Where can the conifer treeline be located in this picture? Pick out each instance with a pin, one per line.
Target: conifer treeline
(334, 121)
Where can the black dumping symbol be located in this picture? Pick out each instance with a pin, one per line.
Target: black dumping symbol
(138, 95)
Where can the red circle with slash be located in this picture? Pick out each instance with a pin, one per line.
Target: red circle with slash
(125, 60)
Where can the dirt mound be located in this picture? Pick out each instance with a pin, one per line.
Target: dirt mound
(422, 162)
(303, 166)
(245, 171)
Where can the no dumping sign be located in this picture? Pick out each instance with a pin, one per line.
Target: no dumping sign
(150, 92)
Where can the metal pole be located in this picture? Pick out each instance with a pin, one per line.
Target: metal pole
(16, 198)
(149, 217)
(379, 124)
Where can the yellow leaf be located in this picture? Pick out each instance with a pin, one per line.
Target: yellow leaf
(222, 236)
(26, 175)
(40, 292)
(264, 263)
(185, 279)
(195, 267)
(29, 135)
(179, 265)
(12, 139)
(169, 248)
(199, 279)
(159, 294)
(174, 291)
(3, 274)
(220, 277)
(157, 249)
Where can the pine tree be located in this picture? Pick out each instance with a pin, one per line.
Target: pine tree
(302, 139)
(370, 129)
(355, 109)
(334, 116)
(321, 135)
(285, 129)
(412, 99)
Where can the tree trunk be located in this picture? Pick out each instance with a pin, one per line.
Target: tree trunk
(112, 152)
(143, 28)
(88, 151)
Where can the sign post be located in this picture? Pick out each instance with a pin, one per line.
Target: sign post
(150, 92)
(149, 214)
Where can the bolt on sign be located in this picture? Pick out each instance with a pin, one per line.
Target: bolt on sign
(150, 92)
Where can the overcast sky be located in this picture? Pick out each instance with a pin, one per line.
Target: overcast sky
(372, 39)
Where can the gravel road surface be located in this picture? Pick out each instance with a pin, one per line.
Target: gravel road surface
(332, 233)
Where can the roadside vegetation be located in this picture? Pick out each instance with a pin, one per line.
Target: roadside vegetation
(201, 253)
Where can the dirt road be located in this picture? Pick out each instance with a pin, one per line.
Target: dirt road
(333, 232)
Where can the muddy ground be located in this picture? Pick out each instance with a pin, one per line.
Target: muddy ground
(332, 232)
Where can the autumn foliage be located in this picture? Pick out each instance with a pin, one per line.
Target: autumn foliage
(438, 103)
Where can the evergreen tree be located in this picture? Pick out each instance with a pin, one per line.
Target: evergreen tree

----

What is expected. Search the entries above for the word "evergreen" and copy each line where it appears.

Solution.
Where can the evergreen tree be located in this picture? Pick out each instance with a pin, one per line.
Target: evergreen tree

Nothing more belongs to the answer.